* _GIVEN DATA_:
"""
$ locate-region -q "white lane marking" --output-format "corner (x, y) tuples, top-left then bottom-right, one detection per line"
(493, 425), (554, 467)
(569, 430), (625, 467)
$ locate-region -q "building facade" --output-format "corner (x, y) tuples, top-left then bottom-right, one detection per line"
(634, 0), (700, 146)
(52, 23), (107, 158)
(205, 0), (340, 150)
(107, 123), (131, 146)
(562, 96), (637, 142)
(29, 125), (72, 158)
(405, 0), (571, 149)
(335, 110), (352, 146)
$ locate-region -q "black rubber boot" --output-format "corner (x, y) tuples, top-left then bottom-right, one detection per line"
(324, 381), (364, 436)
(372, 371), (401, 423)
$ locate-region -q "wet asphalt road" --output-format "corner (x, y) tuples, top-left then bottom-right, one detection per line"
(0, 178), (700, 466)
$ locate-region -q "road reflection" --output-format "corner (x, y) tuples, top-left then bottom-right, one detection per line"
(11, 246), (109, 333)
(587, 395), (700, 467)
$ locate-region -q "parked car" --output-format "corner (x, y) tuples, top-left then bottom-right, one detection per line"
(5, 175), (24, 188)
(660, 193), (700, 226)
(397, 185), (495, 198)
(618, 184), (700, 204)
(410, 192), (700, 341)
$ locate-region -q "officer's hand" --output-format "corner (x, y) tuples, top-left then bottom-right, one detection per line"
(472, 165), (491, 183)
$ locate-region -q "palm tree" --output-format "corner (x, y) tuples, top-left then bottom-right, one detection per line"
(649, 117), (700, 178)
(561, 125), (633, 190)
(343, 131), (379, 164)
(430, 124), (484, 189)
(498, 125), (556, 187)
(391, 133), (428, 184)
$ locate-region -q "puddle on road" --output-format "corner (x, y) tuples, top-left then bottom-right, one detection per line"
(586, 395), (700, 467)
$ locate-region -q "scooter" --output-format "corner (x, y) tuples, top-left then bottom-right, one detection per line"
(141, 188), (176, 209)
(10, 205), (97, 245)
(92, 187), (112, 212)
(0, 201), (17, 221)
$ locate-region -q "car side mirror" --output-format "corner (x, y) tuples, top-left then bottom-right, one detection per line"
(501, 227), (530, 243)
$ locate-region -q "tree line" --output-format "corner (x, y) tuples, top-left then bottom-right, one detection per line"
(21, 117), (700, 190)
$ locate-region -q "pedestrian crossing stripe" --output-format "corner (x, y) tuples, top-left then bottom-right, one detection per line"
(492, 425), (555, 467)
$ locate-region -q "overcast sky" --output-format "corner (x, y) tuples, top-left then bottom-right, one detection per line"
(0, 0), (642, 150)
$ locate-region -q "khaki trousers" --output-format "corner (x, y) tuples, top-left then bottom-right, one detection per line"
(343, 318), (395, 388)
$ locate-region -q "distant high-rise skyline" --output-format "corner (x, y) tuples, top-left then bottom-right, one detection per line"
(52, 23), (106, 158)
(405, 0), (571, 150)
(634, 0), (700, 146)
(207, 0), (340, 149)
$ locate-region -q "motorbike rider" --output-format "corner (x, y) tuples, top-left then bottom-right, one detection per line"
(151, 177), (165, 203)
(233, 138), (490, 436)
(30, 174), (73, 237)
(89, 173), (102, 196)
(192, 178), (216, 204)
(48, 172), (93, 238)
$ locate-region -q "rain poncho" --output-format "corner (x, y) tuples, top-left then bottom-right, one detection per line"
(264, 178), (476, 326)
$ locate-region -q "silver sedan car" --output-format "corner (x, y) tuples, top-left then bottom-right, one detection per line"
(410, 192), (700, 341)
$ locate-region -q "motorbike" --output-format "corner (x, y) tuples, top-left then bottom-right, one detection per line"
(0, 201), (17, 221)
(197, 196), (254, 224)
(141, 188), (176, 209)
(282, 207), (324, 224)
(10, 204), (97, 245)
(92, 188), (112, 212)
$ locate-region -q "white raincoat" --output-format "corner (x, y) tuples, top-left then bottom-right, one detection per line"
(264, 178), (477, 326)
"""
* _SET EXERCISE_: Render the listing above as a Markdown table with the columns No. and Line, one row per line and blank lines left out.

* _TASK SOLUTION_:
| No. | Line |
|---|---|
| 1 | $ locate-region -q "white lane marking" --output-format "corner (x, y) tuples, top-left then bottom-right, one detection per line" |
| 2 | (493, 425), (554, 467) |
| 3 | (569, 430), (625, 467) |
| 4 | $ locate-region -q "building facade" --output-format "corner (x, y) tuples, top-left then bottom-right, one detection per line" |
| 5 | (634, 0), (700, 146) |
| 6 | (52, 23), (107, 158) |
| 7 | (205, 0), (340, 150) |
| 8 | (107, 123), (131, 146) |
| 9 | (562, 96), (637, 142) |
| 10 | (29, 125), (72, 158) |
| 11 | (405, 0), (571, 149) |
| 12 | (335, 110), (352, 146) |
| 13 | $ locate-region -q "black rubber boot" --output-format "corner (x, y) tuples, top-left then bottom-right, one detection per line" |
| 14 | (324, 381), (364, 436) |
| 15 | (372, 371), (401, 423) |
| 16 | $ locate-region -q "wet asphalt road" --output-format "corner (x, y) tuples, top-left then bottom-right, one detection per line" |
| 17 | (0, 178), (700, 466) |
| 18 | $ locate-region -q "road reflection" --output-format "corner (x, y) tuples, top-left then bottom-right, one detection per line" |
| 19 | (11, 246), (109, 333) |
| 20 | (587, 395), (700, 467) |
| 21 | $ locate-region -q "parked car" --output-format "corner (x, y) tuples, top-left then bottom-right, one detection per line" |
| 22 | (5, 175), (24, 188) |
| 23 | (660, 193), (700, 226) |
| 24 | (397, 185), (495, 198) |
| 25 | (618, 184), (700, 204) |
| 26 | (410, 192), (700, 341) |
| 27 | $ locate-region -q "officer's hand" --output-format "corner (x, y) tuples, top-left then bottom-right, one detection per line" |
| 28 | (472, 165), (491, 183) |
| 29 | $ locate-region -q "palm tree" --output-format "corner (x, y) tuples, top-left then bottom-right, one detection per line" |
| 30 | (649, 117), (700, 178) |
| 31 | (561, 125), (633, 190) |
| 32 | (343, 131), (379, 164) |
| 33 | (430, 124), (484, 189) |
| 34 | (498, 125), (556, 187) |
| 35 | (391, 133), (428, 184) |
| 36 | $ locate-region -q "puddle on road" --output-format "corner (x, y) tuples, top-left then bottom-right, one detection per line" |
| 37 | (586, 395), (700, 467) |
| 38 | $ locate-region -q "scooter" --output-format "corner (x, y) tuples, top-left then bottom-right, one detection per line" |
| 39 | (141, 188), (176, 209) |
| 40 | (10, 205), (97, 245) |
| 41 | (92, 187), (112, 212) |
| 42 | (0, 201), (17, 221) |
| 43 | $ locate-region -q "car side mirror" --output-format "corner (x, y) tuples, top-left then bottom-right, one detection per line" |
| 44 | (501, 227), (530, 243) |
| 45 | $ locate-region -q "tree line" --output-format "corner (x, y) tuples, top-left then bottom-right, one detection per line" |
| 46 | (21, 117), (700, 190) |
| 47 | $ locate-region -q "pedestrian crossing stripe" --output-format "corner (x, y) tuples, top-left then bottom-right, one detection per line" |
| 48 | (492, 425), (555, 467) |
| 49 | $ locate-region -q "overcast sky" --output-format "corner (x, y) tuples, top-left then bottom-right, one detection per line" |
| 50 | (0, 0), (642, 150) |
| 51 | $ locate-region -q "khaki trousers" --output-format "corner (x, y) tuples, top-left then bottom-right, one detection per line" |
| 52 | (343, 318), (395, 388) |
| 53 | $ locate-region -q "distant high-rise skyline" --output-format "corner (x, y) tuples, top-left then bottom-right, one detection per line" |
| 54 | (52, 23), (106, 158) |
| 55 | (405, 0), (571, 150) |
| 56 | (634, 0), (700, 146) |
| 57 | (207, 0), (340, 149) |
| 58 | $ locate-region -q "motorbike rider" --output-format "corner (x, y) tuples, top-left then bottom-right, one detection per line" |
| 59 | (151, 177), (165, 203) |
| 60 | (233, 138), (490, 436) |
| 61 | (30, 174), (73, 237) |
| 62 | (89, 173), (102, 196) |
| 63 | (192, 178), (216, 204) |
| 64 | (48, 172), (93, 238) |
| 65 | $ locate-region -q "rain poncho" --output-format "corner (x, y) tuples, top-left then bottom-right, one detection per line" |
| 66 | (264, 178), (476, 326) |
| 67 | $ locate-region -q "silver sedan car" --output-format "corner (x, y) tuples, top-left then bottom-right, one detection per line" |
| 68 | (410, 192), (700, 341) |
| 69 | $ locate-region -q "motorbike" --output-format "corner (x, y) tuples, top-left then bottom-right, one detection per line" |
| 70 | (0, 201), (17, 221) |
| 71 | (197, 196), (254, 224) |
| 72 | (141, 188), (176, 209) |
| 73 | (282, 207), (324, 224) |
| 74 | (10, 204), (97, 245) |
| 75 | (92, 188), (112, 212) |
| 76 | $ locate-region -q "white raincoat" --output-format "corner (x, y) tuples, top-left then bottom-right, one detection per line" |
| 77 | (264, 178), (477, 326) |